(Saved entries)
---

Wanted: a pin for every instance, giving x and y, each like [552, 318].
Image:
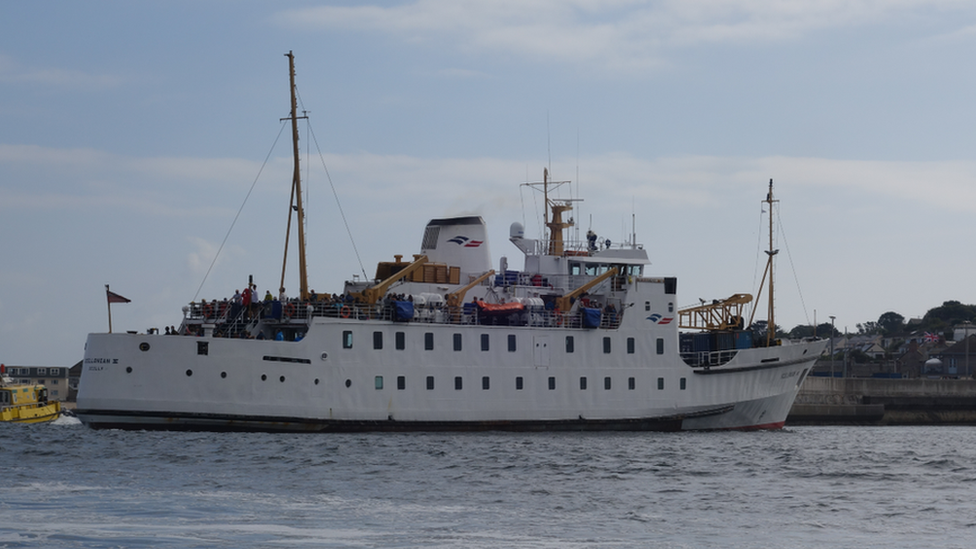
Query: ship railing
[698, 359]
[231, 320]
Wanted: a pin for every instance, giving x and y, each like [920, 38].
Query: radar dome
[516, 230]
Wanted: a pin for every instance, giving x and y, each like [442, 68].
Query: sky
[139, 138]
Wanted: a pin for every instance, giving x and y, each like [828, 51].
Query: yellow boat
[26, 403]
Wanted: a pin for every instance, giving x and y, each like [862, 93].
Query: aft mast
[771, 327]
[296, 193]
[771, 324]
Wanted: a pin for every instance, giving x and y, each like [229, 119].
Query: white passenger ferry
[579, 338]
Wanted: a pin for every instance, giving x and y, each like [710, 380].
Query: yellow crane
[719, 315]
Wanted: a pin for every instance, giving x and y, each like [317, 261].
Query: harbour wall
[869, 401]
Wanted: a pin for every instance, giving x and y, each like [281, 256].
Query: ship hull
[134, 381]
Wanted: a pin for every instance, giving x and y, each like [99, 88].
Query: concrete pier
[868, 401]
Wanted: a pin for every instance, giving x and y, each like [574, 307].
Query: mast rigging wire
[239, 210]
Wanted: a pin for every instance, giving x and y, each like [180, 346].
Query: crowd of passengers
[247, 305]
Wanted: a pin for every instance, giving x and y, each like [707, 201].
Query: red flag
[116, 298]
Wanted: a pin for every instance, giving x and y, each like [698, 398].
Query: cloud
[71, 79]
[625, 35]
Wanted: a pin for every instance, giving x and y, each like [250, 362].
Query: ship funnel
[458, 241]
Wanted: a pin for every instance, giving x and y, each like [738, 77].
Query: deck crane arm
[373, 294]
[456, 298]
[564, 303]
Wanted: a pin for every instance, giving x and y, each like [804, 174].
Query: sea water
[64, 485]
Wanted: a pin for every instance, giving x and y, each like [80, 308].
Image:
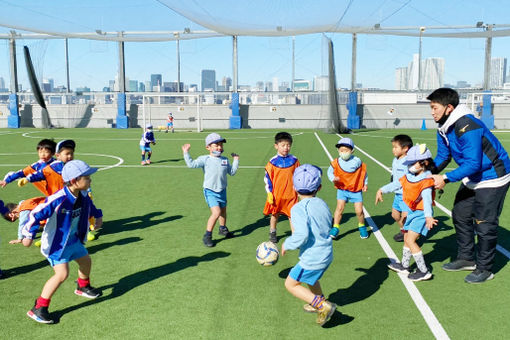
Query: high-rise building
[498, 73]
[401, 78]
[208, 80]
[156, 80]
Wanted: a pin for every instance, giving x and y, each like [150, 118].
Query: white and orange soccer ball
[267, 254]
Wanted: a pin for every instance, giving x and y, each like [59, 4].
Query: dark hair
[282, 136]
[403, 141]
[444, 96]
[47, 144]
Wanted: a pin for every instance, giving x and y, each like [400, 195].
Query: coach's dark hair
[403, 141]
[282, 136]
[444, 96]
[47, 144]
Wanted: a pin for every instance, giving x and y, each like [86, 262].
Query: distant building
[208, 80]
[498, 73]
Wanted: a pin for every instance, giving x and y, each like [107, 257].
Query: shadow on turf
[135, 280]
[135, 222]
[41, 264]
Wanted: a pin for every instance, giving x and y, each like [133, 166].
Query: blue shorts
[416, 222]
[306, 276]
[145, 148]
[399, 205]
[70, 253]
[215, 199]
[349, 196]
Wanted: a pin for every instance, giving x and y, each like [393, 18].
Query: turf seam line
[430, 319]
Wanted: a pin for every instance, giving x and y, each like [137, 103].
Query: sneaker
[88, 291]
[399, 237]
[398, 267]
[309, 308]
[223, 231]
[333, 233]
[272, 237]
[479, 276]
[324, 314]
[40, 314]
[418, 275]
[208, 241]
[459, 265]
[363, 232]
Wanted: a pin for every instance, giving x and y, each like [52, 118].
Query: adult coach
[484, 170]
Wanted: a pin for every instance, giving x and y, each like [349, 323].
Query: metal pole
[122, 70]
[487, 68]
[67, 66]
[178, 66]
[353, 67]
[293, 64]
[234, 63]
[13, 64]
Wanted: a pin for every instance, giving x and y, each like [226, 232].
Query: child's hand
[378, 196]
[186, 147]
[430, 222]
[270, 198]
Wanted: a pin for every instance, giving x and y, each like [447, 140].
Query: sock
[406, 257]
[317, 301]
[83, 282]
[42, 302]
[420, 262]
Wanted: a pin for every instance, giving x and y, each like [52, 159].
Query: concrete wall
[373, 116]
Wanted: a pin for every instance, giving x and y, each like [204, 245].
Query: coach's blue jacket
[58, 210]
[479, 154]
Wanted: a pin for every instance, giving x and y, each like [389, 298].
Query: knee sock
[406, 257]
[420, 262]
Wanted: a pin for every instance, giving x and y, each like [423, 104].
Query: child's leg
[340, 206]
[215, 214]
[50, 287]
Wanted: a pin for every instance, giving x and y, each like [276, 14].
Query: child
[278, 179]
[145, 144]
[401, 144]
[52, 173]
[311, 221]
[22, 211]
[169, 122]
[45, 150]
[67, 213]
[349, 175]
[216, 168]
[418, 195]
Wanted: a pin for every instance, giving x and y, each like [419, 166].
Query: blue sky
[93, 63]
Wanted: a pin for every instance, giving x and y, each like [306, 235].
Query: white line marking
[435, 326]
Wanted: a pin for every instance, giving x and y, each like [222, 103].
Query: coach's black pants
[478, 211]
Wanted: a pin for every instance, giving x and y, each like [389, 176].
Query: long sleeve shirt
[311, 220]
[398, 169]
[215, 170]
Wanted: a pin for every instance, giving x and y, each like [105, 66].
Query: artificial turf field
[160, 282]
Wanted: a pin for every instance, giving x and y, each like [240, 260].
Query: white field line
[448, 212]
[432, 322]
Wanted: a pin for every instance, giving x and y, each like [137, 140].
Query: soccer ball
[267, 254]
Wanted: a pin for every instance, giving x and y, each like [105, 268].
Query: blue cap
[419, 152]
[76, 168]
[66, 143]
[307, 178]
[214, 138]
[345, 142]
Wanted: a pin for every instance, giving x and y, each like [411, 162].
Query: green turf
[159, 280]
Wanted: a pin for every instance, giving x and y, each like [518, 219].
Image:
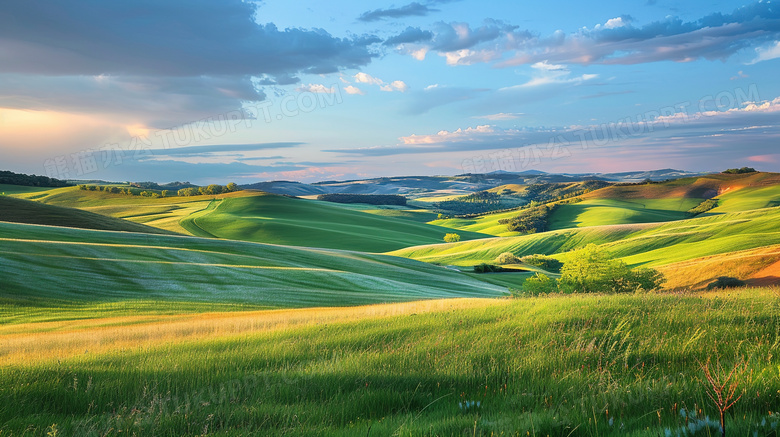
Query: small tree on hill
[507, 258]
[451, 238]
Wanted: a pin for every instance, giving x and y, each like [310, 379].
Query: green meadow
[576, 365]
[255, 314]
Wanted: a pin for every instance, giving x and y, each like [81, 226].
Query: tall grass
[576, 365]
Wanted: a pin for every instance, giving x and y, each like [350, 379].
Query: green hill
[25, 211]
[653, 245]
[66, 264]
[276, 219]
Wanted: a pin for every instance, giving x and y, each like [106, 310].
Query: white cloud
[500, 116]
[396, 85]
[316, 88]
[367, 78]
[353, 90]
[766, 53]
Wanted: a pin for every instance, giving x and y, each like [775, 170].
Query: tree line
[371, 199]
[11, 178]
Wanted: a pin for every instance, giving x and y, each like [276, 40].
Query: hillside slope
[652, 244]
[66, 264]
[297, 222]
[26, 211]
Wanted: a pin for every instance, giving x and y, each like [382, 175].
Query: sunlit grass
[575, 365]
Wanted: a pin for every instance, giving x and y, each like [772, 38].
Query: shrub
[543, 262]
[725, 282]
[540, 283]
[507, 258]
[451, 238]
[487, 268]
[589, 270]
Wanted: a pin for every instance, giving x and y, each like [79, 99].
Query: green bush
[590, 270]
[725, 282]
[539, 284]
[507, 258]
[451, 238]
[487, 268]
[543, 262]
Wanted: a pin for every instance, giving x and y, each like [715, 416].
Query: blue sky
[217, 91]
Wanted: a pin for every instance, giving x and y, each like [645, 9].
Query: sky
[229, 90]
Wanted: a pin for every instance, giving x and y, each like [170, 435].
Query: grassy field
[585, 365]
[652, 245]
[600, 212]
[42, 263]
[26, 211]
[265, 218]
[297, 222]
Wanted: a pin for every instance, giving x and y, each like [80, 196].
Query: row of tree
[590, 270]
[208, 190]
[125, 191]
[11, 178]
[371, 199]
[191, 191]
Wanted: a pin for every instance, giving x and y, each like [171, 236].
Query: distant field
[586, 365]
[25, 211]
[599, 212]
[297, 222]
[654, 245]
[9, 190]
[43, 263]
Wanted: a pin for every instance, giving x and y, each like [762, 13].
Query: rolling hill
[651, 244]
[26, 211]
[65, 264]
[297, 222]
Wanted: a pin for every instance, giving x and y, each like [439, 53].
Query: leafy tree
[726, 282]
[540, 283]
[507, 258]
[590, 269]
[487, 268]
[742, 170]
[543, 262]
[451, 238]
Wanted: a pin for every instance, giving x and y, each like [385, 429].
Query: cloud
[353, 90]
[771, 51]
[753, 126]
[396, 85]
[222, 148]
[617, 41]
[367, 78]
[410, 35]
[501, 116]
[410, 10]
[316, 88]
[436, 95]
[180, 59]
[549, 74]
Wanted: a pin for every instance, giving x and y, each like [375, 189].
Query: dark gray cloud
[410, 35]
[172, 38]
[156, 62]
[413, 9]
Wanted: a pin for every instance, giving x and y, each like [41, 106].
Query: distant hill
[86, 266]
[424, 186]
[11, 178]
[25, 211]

---

**EXERCISE AIM**
Your answer should consist of the lines from the line with "like [226, 232]." to the line with "like [389, 176]." above, repeated exactly, both ends included.

**PROBLEM SOLUTION**
Wanted: a pin for every instance, giving x and y, each like [226, 232].
Query: child's hand
[378, 196]
[186, 147]
[430, 222]
[270, 198]
Wanted: a pin for every instance, giving x and y, each like [447, 140].
Query: sock
[406, 257]
[317, 301]
[83, 282]
[42, 302]
[420, 262]
Wanted: a pin for every instance, giving x and y, each like [52, 159].
Query: concrete wall
[373, 116]
Wanted: a pin for every instance, giving x and y, each like [204, 245].
Query: coach's blue jacket
[58, 210]
[479, 154]
Wanted: a pin for every instance, giving x and y, each like [389, 298].
Query: knee sock
[406, 257]
[420, 262]
Wanted: a pin for every instance, giving x and y, each like [423, 104].
Query: child's leg
[340, 206]
[215, 214]
[50, 287]
Wanted: a pin for every instance, giving x and y, each like [276, 14].
Query: child
[278, 179]
[145, 144]
[401, 144]
[52, 173]
[311, 221]
[22, 211]
[169, 122]
[45, 150]
[67, 213]
[349, 175]
[216, 168]
[418, 195]
Wanted: a pin for every instance, giving x and y, each like [419, 166].
Query: blue sky
[93, 63]
Wanted: a pin for every instance, giving x and y, each like [306, 235].
Query: white line marking
[435, 326]
Wanted: a pin for every instance, giving x and y, each like [222, 103].
Query: coach's black pants
[478, 211]
Wanted: a pin for every instance, giving x and y, each like [389, 176].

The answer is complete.